TASK OBJECTIVE :: Format the records from their first line through the line containing "point(308, 222)", both ends included, as a JSON list of strings with one string per line and blank lines omitted. Cover only those lines.

Coordinate annotation records
------------------------

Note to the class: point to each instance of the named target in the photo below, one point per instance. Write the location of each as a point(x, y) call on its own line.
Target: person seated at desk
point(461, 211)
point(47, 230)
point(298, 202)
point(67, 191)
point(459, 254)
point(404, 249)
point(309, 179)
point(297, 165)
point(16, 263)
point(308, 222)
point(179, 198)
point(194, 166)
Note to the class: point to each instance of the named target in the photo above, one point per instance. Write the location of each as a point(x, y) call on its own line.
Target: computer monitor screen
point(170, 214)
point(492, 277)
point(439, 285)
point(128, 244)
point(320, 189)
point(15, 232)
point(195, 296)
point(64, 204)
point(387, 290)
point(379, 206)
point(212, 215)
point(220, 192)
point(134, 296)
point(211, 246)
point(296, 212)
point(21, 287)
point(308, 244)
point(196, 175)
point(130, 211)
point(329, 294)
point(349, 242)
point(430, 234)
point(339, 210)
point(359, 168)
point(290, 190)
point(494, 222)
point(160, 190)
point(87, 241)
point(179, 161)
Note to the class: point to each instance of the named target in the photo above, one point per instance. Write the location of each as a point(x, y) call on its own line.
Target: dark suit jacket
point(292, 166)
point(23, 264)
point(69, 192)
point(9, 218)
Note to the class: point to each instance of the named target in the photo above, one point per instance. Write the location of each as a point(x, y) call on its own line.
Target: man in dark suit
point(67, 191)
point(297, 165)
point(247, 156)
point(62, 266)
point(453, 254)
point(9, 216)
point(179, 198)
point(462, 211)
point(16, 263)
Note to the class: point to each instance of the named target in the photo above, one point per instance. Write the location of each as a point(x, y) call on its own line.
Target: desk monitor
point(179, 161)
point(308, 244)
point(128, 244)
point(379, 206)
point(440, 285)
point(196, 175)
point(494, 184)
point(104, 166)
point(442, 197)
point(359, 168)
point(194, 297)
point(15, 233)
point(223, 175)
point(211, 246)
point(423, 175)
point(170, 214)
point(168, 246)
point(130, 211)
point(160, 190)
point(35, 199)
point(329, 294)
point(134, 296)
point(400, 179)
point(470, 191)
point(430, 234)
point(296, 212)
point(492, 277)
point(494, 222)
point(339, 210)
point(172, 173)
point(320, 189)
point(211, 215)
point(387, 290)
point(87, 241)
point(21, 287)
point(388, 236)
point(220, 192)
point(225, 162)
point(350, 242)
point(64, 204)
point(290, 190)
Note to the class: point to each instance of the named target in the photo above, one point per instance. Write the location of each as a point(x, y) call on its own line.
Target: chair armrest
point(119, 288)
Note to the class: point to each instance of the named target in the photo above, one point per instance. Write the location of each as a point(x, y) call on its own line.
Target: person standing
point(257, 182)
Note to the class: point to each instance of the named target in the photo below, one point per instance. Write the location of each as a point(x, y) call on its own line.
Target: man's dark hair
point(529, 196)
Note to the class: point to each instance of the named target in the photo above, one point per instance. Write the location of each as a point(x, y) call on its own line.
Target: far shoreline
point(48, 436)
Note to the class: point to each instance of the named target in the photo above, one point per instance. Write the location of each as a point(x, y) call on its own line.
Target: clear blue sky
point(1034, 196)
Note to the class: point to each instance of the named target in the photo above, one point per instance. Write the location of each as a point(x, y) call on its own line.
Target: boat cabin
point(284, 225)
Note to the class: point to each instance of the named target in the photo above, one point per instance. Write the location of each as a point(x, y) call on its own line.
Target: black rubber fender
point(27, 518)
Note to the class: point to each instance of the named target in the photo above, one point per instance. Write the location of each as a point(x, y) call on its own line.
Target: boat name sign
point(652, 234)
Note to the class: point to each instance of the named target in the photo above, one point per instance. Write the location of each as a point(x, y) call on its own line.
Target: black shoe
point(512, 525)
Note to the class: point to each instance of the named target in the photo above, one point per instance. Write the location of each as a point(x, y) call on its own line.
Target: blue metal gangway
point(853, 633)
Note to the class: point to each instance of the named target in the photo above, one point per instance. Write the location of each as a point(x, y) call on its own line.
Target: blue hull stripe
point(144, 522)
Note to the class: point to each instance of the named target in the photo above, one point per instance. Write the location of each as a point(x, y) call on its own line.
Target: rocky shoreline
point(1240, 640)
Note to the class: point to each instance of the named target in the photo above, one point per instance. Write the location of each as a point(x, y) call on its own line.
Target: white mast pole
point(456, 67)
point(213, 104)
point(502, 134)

------------------------

FINISHED EXERCISE ::
[
  "Note to the class: point to each instance of the named target in the photo below, one point per instance. Write the location of each as a point(x, y) call on its own line.",
  "Target: person seated at desk",
  "point(461, 211)",
  "point(47, 230)",
  "point(298, 202)",
  "point(67, 191)",
  "point(459, 254)",
  "point(404, 249)",
  "point(309, 179)",
  "point(297, 165)",
  "point(16, 263)",
  "point(308, 222)"
]